▸ WHAT NEEDS TO BE DONE
Print the listing exactly as it stands, and skip any pictures in it.

▸ EXCERPTED RECORDS
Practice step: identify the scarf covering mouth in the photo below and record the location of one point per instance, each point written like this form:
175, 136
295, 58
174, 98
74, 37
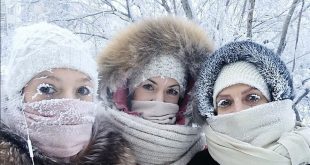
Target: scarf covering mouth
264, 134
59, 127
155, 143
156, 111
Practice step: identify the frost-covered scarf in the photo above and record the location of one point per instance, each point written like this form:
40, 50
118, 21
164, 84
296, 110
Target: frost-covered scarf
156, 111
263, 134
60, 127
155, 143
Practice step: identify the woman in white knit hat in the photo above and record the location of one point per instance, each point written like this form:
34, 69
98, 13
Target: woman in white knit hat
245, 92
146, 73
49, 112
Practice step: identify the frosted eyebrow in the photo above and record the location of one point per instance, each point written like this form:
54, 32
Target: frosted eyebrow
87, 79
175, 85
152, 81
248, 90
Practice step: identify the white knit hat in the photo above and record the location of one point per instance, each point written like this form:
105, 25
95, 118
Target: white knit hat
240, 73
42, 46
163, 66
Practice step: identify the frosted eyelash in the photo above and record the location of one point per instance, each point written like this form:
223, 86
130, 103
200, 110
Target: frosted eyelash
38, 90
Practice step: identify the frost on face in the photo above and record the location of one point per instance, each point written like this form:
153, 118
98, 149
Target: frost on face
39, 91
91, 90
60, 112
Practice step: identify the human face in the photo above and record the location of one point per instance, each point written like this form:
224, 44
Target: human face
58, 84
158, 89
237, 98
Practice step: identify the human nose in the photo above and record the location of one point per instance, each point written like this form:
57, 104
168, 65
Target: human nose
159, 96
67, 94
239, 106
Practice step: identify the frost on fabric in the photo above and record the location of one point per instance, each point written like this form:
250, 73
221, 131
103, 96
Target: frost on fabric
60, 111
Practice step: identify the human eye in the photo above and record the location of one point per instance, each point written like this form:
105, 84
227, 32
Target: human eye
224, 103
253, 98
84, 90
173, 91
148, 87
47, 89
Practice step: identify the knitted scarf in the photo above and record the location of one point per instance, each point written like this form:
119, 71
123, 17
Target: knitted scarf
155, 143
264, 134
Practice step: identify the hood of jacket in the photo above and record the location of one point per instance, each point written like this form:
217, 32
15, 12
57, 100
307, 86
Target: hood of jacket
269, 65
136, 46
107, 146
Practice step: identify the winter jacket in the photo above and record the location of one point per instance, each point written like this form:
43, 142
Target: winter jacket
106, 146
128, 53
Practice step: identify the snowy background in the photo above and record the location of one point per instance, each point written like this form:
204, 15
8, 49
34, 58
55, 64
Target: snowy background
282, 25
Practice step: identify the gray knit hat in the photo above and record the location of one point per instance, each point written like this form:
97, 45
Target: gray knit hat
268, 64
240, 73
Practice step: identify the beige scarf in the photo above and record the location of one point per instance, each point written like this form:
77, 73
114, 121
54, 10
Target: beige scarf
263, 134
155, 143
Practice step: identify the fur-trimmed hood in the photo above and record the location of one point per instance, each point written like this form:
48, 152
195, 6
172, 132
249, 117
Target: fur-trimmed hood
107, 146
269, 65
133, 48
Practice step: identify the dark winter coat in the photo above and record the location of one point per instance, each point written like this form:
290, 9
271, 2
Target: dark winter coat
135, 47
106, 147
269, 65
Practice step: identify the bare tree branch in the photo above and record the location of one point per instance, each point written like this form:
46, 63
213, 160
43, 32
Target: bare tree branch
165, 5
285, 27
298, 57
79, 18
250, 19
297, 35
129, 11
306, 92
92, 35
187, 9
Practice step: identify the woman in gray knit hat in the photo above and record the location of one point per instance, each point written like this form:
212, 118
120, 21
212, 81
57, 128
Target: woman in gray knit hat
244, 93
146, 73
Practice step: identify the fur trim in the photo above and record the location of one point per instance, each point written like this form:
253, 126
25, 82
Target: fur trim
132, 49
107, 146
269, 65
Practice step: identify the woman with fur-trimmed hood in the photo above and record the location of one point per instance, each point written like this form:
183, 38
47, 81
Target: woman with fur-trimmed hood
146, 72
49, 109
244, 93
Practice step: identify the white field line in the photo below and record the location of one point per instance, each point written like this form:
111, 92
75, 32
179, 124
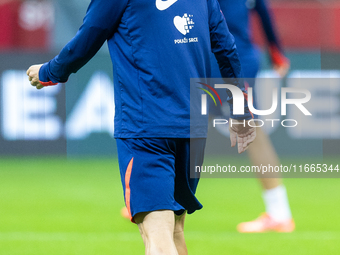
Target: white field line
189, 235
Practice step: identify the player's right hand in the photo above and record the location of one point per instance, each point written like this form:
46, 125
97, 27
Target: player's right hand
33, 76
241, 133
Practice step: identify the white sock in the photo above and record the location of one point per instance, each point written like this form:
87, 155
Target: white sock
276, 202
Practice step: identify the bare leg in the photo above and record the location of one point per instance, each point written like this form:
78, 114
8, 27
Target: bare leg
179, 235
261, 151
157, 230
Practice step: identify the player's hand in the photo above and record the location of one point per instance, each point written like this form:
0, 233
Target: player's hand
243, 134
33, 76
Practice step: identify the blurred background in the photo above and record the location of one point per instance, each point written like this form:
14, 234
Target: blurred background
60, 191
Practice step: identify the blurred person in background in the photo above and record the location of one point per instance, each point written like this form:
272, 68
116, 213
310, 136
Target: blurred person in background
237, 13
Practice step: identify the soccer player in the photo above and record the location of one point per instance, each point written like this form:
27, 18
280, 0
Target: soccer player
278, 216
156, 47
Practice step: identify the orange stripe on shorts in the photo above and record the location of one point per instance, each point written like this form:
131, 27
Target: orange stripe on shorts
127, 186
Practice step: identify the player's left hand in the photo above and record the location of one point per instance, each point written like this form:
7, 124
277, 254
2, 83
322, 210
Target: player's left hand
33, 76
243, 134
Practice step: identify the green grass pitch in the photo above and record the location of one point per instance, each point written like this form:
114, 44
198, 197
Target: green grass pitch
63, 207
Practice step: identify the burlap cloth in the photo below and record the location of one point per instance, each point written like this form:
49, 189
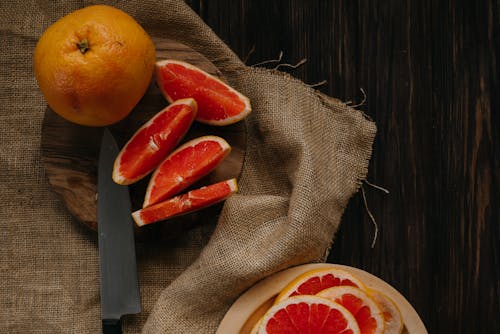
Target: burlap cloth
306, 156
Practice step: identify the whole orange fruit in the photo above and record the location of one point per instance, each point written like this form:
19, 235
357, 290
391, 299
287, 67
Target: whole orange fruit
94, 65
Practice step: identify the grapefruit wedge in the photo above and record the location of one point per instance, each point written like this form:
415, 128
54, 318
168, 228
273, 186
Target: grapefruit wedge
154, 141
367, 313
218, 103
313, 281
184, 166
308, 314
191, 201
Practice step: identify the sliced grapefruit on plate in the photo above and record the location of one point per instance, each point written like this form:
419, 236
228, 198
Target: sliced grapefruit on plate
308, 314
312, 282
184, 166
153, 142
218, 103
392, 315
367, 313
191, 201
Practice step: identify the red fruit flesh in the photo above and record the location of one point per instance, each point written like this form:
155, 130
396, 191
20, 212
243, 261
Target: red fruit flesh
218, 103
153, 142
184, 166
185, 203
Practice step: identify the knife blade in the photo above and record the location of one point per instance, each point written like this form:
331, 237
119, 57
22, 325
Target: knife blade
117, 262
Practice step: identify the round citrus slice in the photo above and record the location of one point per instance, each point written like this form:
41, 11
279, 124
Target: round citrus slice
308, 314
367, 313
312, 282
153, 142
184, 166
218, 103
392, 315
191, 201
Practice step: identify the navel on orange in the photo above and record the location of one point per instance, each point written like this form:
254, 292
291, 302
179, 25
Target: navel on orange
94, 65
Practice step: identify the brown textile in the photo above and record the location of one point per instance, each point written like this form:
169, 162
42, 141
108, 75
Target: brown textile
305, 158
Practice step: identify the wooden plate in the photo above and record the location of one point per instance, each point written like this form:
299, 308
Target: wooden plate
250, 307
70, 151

▸ YOUR SOLUTION
Practice step: identify the scarf covering mouth in the photo below and record the location of one point per instance, each point written like this form:
175, 136
295, 58
174, 98
74, 37
Target: scarf covering mouth
264, 134
59, 127
155, 143
156, 111
Practice step: identify the frost-covered scarf in the photo above and record the location of one point per instance, each point written like this form:
40, 50
118, 21
164, 84
296, 110
Target: frost-covered scarf
156, 111
263, 134
60, 127
155, 143
Practice step: identify the woman in white knit hat in the photo above and record the location of one point per instance, each point written like this form:
34, 69
98, 13
Target: woman in white knit hat
245, 92
146, 73
49, 112
Practice step: identify the frosted eyebrow in the photo above and record the location of one point per instance, each point written like this form:
54, 32
Target: frosted eyebrow
87, 79
175, 85
152, 81
248, 90
Practice step: identify the white knit hat in the photo above and record the location of one point per instance, each point written like this form:
105, 25
95, 118
Target: white knit hat
240, 73
42, 46
163, 66
Practice step: identify the frosted eyelash in the photo above and record the location of one point per instance, each point written like this form:
223, 86
130, 103
200, 110
Target: frosted eyelash
38, 90
Practice step: identify the frost on face in the photo above and record the location of one point per instance, each point written like this form:
153, 118
98, 149
Target: frost on face
39, 91
91, 90
60, 112
Practice step: identify the human face in the photo above and record the location of one point per instance, each point written like this form:
224, 44
Target: human face
58, 84
158, 89
237, 98
Practice step: identify the human nose in the photo above and record the location of one point per instance, each point written like this form:
57, 104
168, 65
Target: human nose
159, 96
67, 94
239, 106
Practice step: identify the frost on fabric in the photo above and record the location of one point per instance, each point written like this form:
250, 73
221, 131
103, 96
Target: frost on fabric
60, 111
Practice step: identify the human eye in the photo above and record the location of one point per instance, each point written like this form:
105, 84
227, 32
Target: human eye
224, 103
253, 98
84, 90
173, 91
148, 87
47, 89
Practice step: identify the knitted scarf in the photo above and record the location of one point per instance, each point written like this form:
119, 71
123, 17
Target: knitted scarf
155, 143
264, 134
Practice step: identify the hood of jacket in the photo above and record the location of one point per instance, each point written like this form:
217, 32
15, 12
57, 100
307, 86
Target: hood of jacket
269, 65
136, 46
107, 146
Practice step: identify the winter jacket in the photo above and record the location of one point per instance, each point written like this form:
43, 142
Target: winter jacket
106, 146
128, 53
Practice step: identify the snowy background in the photo above and record the location of one point per instance, each point written like this form:
204, 15
8, 49
34, 58
55, 64
Target: snowy background
282, 25
Practice step: identify the gray knit hat in the photo above and record the location of one point per instance, each point written like this form:
97, 45
Target: gray knit hat
268, 64
240, 73
Practice step: identify the beige scarf in the photo above and record the location of one point per instance, each point written like this form:
77, 73
114, 121
54, 10
Target: beige scarf
263, 134
155, 143
Practice step: identify the fur-trimmed hood in the photo above and record the location of one point per instance, each point written like this form:
48, 152
195, 6
172, 132
249, 117
Target: fur-trimmed hood
107, 146
269, 65
133, 48
Practice step: identify the dark winter coat in the photo above and record the location of one point per instance, each point written like this form:
290, 9
271, 2
Target: dark winter coat
135, 47
106, 147
269, 65
Practice step: identify the bare tree branch in the photo above and record the location of one point per instance, each point written like this form:
46, 63
213, 160
43, 32
Target: bare tree branch
165, 5
285, 27
298, 57
79, 18
250, 19
297, 35
129, 11
306, 92
92, 35
187, 9
Practice step: identify the woman in gray knit hat in the photo above and record the location of one point per instance, each point written like this form:
212, 118
120, 21
212, 81
57, 128
Target: woman in gray knit hat
244, 93
146, 73
Practice step: identify the fur trim in the photo above and record the location of one point per instance, each point written like this form:
253, 126
25, 82
Target: fur trim
132, 49
107, 146
269, 65
Practice step: identify the woman with fur-trimmed hood in the photo above and record the location of one point per instance, each point written like this form:
183, 38
47, 81
Target: woman with fur-trimmed hood
146, 72
49, 109
244, 93
Practice step: identify the white field line in the photo below and record the location of one point per instance, each point written like this form:
111, 92
75, 32
179, 124
Target: white field line
189, 235
Practice step: identify the player's right hand in the photo above and record the location of one point per instance, each point written like this form:
46, 125
97, 27
Target: player's right hand
33, 76
241, 133
Practice step: identify the white sock in the photo above and record the location of one point per instance, each point written like this form:
87, 155
Target: white sock
276, 202
Practice step: identify the bare leg in the photo above and record the location of one point per instance, each point written like this form:
78, 114
8, 27
Target: bare leg
179, 235
261, 151
157, 230
Practice step: identify the player's hand in the photo above and record the location of one point per instance, each point written like this form:
0, 233
Target: player's hand
243, 134
33, 76
Practice step: identify the blurred background in the photo above and record the location of one point per instance, each point written like this form:
14, 234
Target: blurred background
60, 191
Practice step: identify the blurred person in background in the photo above and record the location of one point per instance, each point written like this form:
272, 68
116, 213
310, 136
Target: blurred person in background
237, 13
Practice step: identify the soccer player in the photo above and record the location of one point per instance, each point written like this form:
27, 18
280, 0
Target: soccer player
278, 216
156, 47
Practice step: identify the orange stripe on shorts in the photo above and record the location of one point per instance, each point written like this form:
131, 27
Target: orange stripe on shorts
127, 186
Practice step: identify the player's left hand in the photo above and record the location of one point per instance, each point written like this form:
7, 124
277, 254
2, 83
322, 210
Target: player's left hand
33, 76
243, 134
Practice step: identify the green grass pitch in the photo above and record the location of one point per instance, each point written like this form:
114, 44
198, 197
Target: green grass pitch
63, 207
Practice step: identify the burlap cloth in the photo below and record the location of one point per instance, each point written like this form:
49, 189
Target: burlap cloth
306, 156
Practice step: identify the whole orange fruit in the photo above and record the location of one point per instance, each point written like this form:
19, 235
357, 290
391, 299
287, 67
Target: whole orange fruit
94, 65
Practice step: identify the grapefruit wedge in the photo above and record the location of one point per instance, each point written like this form:
415, 128
54, 318
168, 228
273, 186
Target: grapefruit wedge
154, 141
367, 313
218, 103
313, 281
184, 166
308, 314
191, 201
Practice step: identify the sliced grapefruit on plate in the photo above and record the location of one point per instance, each point written like this form:
419, 236
228, 198
Target: sliced grapefruit on plate
308, 314
312, 282
184, 166
153, 142
218, 103
392, 315
367, 313
191, 201
Practice step: identify the red fruit flesh in the photo above and record the location of one point per instance, each point written like this form:
155, 130
396, 191
20, 212
243, 261
Target: red fruit flesh
218, 103
153, 142
184, 166
185, 203
Practice step: identify the knife blade in the photo above and record the location of one point per instance, each point written like this form:
331, 237
119, 57
22, 325
Target: knife blade
117, 262
Practice step: identify the round citrus slice in the photo above and record the location of one point per instance, each point written like this form:
41, 11
279, 124
Target: round citrus slice
308, 314
367, 313
312, 282
153, 142
184, 166
218, 103
392, 315
191, 201
Practice step: identify the navel on orange in the photo above and record the location of one point per instance, each point written like this form:
254, 292
291, 302
179, 25
Target: navel on orange
94, 65
Practice step: identify the brown textile in the photo above and record the location of one point per instance, each point written like this form:
169, 162
42, 141
108, 75
Target: brown textile
305, 158
Practice step: identify the wooden plate in the photo above and record the location of one point per instance, each point written like this form:
299, 308
Target: wooden plate
250, 307
70, 151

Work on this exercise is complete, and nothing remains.